Взрывоопасное сближение мании и дневника
- №11, ноябрь
- Ирина Любарская
«Дневник его жены»
Автор сценария Д. Смирнова
Режиссер А.Учитель
Оператор Ю.Клименко
Художники В.Зелинская, Н.Самонов
Композитор Л.Десятников
Звукооператор Л.Лернер
В ролях: А.Смирнов, Г.Тюнина, О.Будина, Е.Миронов,
Е.Морозова, С.Виноградов, Т.Москвина и другие
«РОК», «Ленфильм», «Ам-Студио»
Россия — Болгария
2000
Тенденция списывать успех и фестивальный приз какой-либо картины на счет выгодного для нее убожества контекста очень прилипчива. Однако, не считая «Дневник его жены» шедевром, все-таки склоняюсь к мысли, что для нашего кино в его сегодняшнем состоянии эта картина во многом исключительная и примечательная. Хотя бы тем, что она, слава Богу, не похожа на фильмы, заискивающе и продажно вымаливающие хоть какой-то интерес у привыкшего к жанровой жвачке зрителя. Наоборот, «Дневник» уверенно и без поддавков навязывает зрителю свои культурные интересы, свои знания, свое представление о жанре мелодрамы, свой дизайн, свои актерские открытия.
В предыдущей попытке та же творческая компания (сценаристка, режиссер, художник, композитор, актеры плюс идеологическая «группа поддержки» друзей-критиков, сыгравших роли-камео) отменно и показательно заблудилась в трех соснах, пытаясь сделать откровенно «культовое кино». «Мания Жизели» провалилась в какую-то прореху между амбициозным замыслом и невнятным до возмутительности результатом.
Но урок явно пошел впрок: новый, кстати, не менее амбициозный замысел воплощен неторопливо, осторожно, едва ли не боязливо — с явной оглядкой на столь дружно проявленное в прошлый раз коллективное осуждение. Сложная и мучительная любовная коллизия в жизни отчаянно не желающего стареть Ивана Алексеевича Бунина инсценирована тонко и с учетом права личности на privacy — прозрачные псевдонимы и некоторые смещения реальных событий во времени и пространстве превращают факты, лежащие в основе сценария, в вымышленный текст, к которому придираться не хочется. Получилось просто культурное кино, что не так уж и просто.
Забавно, что деликатность авторов фильма не стала примером для рецензентов. Нам шутка строить и жить помогает — сразу два, ни в чем не схожих меж собой журналиста, посмотрев на вечернем просмотре «Кинотавра» картину «Дневник его жены», наутро отослали в свои газеты рецензии под одинаковыми названиями — «Дунин Бунин». Уже и не помню, о чем были сами заметки, но ехидства там хватало. Правда, на фоне случайно совпавших заголовков оно несколько померкло. Осталось только действительно удачное — и очевидно язвительное — bon mot.
Но язвить-то собственно нечего. Дуня Смирнова сама простодушно рассказала историю про то, как в Париже на съемках «Мании Жизели» возникла у нее идея сделать следующий фильм о последней любви Бунина, которым страстно увлечен всю жизнь ее отец Андрей Смирнов. И так же простодушно повторила свои тогдашние слова, обращенные к режиссеру Алексею Учителю: «А папаша нам Бунина и сыграет!»

■ ■ ■

ЗАДАНИЕ
Допишите продолжение рецензии на фильм «Дневник его жены», начав сразу после ее последнего предложения.

ПЕРЕЧЕНЬ ЗАПИСЕЙ

■ ■ ■

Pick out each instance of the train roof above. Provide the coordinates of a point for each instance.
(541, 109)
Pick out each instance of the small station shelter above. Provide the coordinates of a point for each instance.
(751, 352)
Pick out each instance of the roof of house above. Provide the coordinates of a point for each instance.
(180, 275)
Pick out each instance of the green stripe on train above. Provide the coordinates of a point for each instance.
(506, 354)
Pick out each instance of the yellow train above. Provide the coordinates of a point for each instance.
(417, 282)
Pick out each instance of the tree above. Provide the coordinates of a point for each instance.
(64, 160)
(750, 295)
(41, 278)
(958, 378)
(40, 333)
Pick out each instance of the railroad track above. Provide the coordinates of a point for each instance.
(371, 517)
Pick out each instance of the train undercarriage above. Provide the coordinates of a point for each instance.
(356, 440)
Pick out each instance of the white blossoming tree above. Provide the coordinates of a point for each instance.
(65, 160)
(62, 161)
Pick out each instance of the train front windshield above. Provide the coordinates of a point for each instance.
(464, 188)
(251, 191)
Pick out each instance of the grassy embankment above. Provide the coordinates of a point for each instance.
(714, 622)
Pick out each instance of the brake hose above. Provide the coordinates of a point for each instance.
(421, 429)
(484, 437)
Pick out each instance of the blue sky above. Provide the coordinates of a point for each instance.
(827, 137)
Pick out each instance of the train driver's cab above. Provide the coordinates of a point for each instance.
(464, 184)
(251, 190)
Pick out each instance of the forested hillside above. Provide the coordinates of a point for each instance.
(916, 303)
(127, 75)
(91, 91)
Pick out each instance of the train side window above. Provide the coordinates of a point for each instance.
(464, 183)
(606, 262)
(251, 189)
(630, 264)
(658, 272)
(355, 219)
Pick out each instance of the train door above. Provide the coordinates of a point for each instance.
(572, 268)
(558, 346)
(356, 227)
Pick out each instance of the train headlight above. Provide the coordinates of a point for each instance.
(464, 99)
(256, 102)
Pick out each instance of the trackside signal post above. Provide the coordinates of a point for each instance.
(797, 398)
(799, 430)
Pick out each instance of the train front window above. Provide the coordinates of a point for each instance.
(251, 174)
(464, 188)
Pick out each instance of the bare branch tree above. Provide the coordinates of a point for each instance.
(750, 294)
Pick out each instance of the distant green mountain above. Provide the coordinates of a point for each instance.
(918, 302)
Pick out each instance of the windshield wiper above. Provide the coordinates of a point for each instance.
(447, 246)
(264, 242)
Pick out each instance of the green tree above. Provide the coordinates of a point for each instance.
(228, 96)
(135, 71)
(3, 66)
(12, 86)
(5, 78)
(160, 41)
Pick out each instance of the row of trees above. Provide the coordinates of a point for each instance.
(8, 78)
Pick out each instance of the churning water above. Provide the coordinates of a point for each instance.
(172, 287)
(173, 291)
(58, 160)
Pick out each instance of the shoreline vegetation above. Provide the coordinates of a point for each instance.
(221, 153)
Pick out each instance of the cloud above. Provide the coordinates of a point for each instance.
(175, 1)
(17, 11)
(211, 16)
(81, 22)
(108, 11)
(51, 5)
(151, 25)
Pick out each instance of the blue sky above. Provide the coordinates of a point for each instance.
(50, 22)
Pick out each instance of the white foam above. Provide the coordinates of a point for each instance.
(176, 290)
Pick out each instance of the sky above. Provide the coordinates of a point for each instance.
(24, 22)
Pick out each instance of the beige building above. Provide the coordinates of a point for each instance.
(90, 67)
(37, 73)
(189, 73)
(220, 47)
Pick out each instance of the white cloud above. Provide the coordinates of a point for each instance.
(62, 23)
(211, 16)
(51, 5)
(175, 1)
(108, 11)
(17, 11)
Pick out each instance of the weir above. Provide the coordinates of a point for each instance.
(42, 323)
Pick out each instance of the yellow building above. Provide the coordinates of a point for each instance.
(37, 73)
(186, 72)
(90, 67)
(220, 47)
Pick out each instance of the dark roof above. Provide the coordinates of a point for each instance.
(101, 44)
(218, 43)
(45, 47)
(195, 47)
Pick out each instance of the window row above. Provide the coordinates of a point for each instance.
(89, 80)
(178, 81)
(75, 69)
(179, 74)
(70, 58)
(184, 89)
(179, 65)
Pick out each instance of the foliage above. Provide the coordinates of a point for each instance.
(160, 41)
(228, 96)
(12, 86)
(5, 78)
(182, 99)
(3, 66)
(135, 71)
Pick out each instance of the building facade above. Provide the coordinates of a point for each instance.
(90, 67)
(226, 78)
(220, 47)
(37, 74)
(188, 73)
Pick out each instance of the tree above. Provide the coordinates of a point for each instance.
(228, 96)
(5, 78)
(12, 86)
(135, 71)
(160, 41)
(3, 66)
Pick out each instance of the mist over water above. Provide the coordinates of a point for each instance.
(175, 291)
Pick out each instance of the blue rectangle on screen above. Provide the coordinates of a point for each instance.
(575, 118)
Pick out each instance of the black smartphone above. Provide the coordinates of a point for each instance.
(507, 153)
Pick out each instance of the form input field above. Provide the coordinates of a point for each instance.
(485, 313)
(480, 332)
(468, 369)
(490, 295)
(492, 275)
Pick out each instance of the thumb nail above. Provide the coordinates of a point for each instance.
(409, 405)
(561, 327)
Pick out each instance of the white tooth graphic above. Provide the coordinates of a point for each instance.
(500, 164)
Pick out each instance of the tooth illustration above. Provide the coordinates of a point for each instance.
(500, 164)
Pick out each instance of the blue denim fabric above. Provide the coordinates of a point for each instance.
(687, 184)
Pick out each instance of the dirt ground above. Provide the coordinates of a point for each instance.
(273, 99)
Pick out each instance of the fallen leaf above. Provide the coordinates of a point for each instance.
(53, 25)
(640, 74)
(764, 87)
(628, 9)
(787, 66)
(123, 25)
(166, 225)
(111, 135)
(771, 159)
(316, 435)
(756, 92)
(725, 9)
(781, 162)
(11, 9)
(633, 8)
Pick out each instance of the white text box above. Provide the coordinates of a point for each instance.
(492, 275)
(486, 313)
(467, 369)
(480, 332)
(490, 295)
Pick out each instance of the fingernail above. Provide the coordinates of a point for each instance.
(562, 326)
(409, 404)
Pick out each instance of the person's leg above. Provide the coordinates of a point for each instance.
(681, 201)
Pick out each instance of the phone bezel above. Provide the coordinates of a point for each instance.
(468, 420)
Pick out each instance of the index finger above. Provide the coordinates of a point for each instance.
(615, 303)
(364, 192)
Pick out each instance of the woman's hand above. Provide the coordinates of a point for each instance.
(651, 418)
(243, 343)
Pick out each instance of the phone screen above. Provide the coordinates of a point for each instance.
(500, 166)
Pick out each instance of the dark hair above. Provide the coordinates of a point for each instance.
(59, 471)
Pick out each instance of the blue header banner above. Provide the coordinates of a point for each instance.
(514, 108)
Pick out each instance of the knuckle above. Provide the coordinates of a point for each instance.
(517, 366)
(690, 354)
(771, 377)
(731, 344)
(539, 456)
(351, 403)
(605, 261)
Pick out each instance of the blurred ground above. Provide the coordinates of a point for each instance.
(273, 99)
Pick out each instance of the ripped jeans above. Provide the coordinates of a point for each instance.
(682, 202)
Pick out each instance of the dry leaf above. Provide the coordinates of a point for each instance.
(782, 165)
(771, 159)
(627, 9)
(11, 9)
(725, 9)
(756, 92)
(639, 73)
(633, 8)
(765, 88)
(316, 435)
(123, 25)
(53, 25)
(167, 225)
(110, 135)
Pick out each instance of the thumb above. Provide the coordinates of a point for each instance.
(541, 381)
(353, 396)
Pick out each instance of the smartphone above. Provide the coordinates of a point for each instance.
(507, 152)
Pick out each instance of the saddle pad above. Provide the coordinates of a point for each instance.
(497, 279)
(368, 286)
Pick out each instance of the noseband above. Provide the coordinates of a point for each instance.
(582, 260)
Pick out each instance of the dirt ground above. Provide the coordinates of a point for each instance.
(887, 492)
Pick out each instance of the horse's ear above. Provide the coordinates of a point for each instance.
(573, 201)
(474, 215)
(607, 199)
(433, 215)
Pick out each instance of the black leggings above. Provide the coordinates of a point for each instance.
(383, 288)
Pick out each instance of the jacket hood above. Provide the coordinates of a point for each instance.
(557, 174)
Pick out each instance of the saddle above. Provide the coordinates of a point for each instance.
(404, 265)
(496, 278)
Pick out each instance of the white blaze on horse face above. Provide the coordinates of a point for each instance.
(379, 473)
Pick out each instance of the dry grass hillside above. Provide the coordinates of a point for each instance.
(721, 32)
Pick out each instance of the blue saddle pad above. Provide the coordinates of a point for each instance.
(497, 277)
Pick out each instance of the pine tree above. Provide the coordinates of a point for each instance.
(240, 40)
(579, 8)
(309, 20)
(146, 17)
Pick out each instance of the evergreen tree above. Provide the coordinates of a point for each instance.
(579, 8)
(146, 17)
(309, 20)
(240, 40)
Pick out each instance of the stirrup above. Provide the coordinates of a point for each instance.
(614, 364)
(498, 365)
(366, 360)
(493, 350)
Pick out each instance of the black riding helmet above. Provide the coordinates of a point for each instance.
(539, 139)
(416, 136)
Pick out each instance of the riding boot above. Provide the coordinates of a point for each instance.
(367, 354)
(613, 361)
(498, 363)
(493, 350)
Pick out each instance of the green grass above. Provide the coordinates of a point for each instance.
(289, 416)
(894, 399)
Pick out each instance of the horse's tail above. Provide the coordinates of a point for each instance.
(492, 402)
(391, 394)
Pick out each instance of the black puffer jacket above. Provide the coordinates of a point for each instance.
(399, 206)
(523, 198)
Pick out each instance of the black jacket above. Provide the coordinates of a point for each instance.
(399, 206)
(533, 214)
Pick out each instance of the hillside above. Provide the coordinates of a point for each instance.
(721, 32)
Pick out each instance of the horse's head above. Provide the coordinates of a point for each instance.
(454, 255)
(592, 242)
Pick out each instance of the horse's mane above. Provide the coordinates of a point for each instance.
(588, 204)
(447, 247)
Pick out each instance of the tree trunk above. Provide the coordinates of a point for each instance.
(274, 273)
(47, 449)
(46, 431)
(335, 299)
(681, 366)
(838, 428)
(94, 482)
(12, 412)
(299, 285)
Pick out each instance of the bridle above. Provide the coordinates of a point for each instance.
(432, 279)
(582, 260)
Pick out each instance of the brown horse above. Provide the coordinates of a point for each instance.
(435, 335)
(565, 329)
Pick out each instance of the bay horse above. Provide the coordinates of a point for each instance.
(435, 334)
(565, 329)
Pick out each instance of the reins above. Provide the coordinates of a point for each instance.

■ ■ ■

ОТВЕТ НИЖЕ
В этом честном, обаятельном простодушии замысла, на мой взгляд, и кроется очевидная общая удача его воплощения.
Как вы сами понимаете, упоминать о «соре» и «цветах», не ведающих стыда, нормальному человеку неловко. Однако к обсуждаемой картине эта коллизия имеет непосредственное отношение. Сегодня любой сценарист «с понятиями» и опытом (а у Дуни Смирновой уже накоплен изрядный опыт работы с портретами-биографиями), замышляющий байопик, не пойдет по расчищенному и проторенному пути всяких энциклопедий-хрестоматий. Нет, он будет искать сор, скопившийся на окольных тропках биографии великого человека. И, конечно же, найдет его, даже в избытке. Тут главное — не залезать в потемки чужой души слишком глубоко. А просто вытянуть некую чувственную геометрию, освященную известным именем, довообразить на этой клумбе всякие привлекательные для публики «цветочки зла» и рядом для композиции менее броские, но почтенные «цветочки добра». Что и сделала тактично, но не без доли пряностей Дуня Смирнова.
Проблемой, на мой взгляд, оказалось только то, что именно папаша сыграл именно Бунина.
Конечно, для того, кто не подготовился к просмотру, эта проблема невелика и обернется счастьем неподлинного знания. То есть простодушные зрители так и останутся уверены, что Нобелевский лауреат, чьи книги они наверняка не читали, на старости лет устроил своей молодой жене Вере (Г.Тюнина), робеющей от явной влюбленности в нее некоего истеричного приживала при муже Гурова (Е.Миронов), веселенькую жизнь на Лазурном Берегу, поселив рядом свою любовницу Галину Плотникову (О.Будина), девицу неопределенных занятий и достоинств, якобы поэтессу, которая вдобавок неожиданно сменила сексуальную ориентацию и навязала почтенному семейству уже свою любовницу Маргу Ковтун (Е.Морозова), девицу таких же неопределенных занятий, но явно очень яркую личность, якобы певицу.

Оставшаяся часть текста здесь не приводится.